§ **INPUT RECORDS**:
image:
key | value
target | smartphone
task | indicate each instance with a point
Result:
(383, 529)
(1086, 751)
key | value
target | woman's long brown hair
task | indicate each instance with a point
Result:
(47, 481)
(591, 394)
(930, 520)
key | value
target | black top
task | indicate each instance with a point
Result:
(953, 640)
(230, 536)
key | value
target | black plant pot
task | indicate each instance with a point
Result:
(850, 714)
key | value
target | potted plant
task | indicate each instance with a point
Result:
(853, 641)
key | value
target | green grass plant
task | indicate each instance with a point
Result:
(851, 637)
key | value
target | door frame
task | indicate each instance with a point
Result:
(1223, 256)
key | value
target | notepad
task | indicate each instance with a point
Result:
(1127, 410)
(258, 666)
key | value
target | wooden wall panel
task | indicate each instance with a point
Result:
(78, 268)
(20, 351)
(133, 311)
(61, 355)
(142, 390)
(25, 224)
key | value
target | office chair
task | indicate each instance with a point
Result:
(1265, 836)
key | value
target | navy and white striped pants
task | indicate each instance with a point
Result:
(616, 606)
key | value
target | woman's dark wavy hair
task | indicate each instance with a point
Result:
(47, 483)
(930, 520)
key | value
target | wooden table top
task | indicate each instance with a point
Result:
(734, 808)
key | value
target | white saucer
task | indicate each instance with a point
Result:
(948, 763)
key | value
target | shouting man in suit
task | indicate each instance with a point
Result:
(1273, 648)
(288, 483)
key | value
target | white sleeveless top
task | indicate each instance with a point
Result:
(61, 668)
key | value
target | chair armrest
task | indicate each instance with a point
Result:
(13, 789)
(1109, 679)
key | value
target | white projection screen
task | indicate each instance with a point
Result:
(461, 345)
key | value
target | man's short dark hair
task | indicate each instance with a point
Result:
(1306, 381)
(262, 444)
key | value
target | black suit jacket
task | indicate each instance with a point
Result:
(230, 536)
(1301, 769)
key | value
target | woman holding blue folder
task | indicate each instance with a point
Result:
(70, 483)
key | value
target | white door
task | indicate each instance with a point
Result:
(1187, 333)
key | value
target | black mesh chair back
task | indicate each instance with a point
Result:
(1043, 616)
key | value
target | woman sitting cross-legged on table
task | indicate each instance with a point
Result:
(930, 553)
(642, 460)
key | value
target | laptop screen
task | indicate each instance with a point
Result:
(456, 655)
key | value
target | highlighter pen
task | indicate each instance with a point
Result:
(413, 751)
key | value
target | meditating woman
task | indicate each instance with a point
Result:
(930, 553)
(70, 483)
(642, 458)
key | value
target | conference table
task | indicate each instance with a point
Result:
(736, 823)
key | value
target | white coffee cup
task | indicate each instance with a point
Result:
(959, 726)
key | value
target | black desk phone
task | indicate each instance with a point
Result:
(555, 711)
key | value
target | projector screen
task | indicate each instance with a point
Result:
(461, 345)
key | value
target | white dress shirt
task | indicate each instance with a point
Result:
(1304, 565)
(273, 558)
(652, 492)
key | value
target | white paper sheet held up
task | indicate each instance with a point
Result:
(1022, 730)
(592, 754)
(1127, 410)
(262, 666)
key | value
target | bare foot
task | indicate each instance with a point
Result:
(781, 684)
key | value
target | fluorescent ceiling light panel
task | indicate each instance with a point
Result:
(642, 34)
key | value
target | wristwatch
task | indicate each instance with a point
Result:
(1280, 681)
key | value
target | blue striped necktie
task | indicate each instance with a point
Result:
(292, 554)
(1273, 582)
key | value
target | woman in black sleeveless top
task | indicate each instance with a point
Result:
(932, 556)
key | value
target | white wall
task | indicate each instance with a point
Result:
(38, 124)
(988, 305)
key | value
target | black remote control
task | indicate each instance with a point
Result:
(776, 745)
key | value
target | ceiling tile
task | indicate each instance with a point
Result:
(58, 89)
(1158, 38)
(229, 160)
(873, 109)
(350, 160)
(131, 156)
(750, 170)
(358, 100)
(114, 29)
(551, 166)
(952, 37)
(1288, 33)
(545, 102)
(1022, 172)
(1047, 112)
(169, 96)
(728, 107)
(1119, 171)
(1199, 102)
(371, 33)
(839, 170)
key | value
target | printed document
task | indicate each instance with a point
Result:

§ **REQUIRED WORK**: Each record should come back exactly as written.

§ **WORKED SOLUTION**:
image:
key | value
target | smartphone
task | indicate each instance with a point
Result:
(383, 529)
(1086, 751)
key | value
target | woman's long brown hair
task | indicate each instance with a point
Result:
(47, 481)
(591, 394)
(930, 520)
key | value
target | black top
task | indicate each instance with a point
Result:
(953, 640)
(230, 536)
key | value
target | black plant pot
task | indicate each instance with a point
Result:
(850, 714)
key | value
target | potted plant
task | indicate each instance with a point
Result:
(853, 641)
key | value
target | green grass plant
task | indicate each instance with a point
Result:
(851, 637)
key | value
target | door frame
task | indicate each instance with a point
Result:
(1223, 256)
key | value
target | notepad
task | indicate each instance with a point
Result:
(1127, 410)
(258, 666)
key | value
target | wooden wall panel
task | indicate each instance with a point
Result:
(78, 268)
(20, 351)
(133, 311)
(61, 355)
(142, 390)
(25, 224)
key | value
target | office chair
task | indicate each instance with a point
Result:
(1265, 836)
key | value
target | navy and white striped pants
task | indicate each instance with a point
Result:
(616, 606)
key | value
target | woman's dark wavy hair
task | indicate each instance with a point
Result:
(47, 483)
(930, 520)
key | value
target | wooden table top
task | indicate each instance with a point
Result:
(734, 808)
key | value
target | white saucer
task | indicate each instance with a point
Result:
(948, 763)
key | value
target | shouting man in suit
task | indicate each instance with a point
Result:
(1273, 648)
(288, 483)
key | value
target | white sleeveless top
task | indicate each instance with a point
Result:
(61, 668)
key | value
target | chair armrest
task | indicate each instance with a point
Result:
(13, 789)
(1109, 679)
key | value
target | white projection screen
task | indicate each instance with a point
Result:
(461, 345)
key | value
target | man's short dark hair
task | indicate each instance with a point
Result:
(1306, 381)
(262, 444)
key | value
target | black suit jacket
task | indicate each instance with a point
Result:
(230, 536)
(1301, 769)
key | value
target | woman holding blue folder
task | indicate each instance with a point
Result:
(70, 483)
key | value
target | white door
task | indicate each instance with a point
Result:
(1187, 333)
key | value
target | black mesh chair back
task | indicate each instance with a point
Result:
(1043, 616)
key | value
target | woman sitting cross-legged on table
task | indicate each instance with a point
Result:
(930, 553)
(642, 460)
key | value
target | laptop screen
task | indicate each instance with a point
Result:
(456, 655)
key | value
target | highlighter pen
task | indicate each instance with a point
Result:
(413, 751)
key | value
target | meditating woman
task | indicate each instance with a point
Result:
(930, 553)
(70, 483)
(642, 458)
key | value
target | conference table
task | indicate each instance with a point
Result:
(736, 823)
key | value
target | white coffee cup
task | indicate each instance with a point
Result:
(959, 726)
key | value
target | black desk phone
task | indicate each instance with a point
Result:
(555, 711)
key | value
target | projector screen
task | indicate each instance with a point
Result:
(461, 345)
key | value
target | white dress shirt
task | indicate each instance with a point
Result:
(1304, 565)
(273, 558)
(652, 492)
key | value
target | white paper sheet held up
task | indicate each instance with a point
Result:
(1022, 730)
(592, 754)
(1127, 410)
(262, 666)
key | value
target | bare foot
task | indicate each instance with a point
Result:
(781, 684)
key | value
target | fluorescent ceiling light panel
task | indicate each instance with a point
Result:
(642, 34)
key | value
target | wristwatch
task | indicate each instance with a point
Result:
(1280, 681)
key | value
target | blue striped necktie
task | indicate each instance with a point
Result:
(292, 554)
(1273, 582)
key | value
target | woman in black sleeveless top
task | indicate each instance with a point
Result:
(932, 556)
key | value
target | white wall
task | indicate each instance with a point
Result:
(38, 124)
(988, 305)
key | value
target | black remote control
task | indicate each instance with a point
Result:
(776, 745)
key | value
target | ceiling tile
task | indicate each instance with a point
Result:
(58, 89)
(1158, 38)
(229, 160)
(873, 109)
(350, 160)
(131, 156)
(750, 170)
(358, 100)
(114, 29)
(551, 166)
(952, 37)
(1288, 33)
(545, 102)
(1022, 172)
(1047, 112)
(169, 96)
(728, 107)
(1119, 171)
(1199, 102)
(371, 33)
(839, 170)
key | value
target | printed document
task | indicate each instance with a point
Result:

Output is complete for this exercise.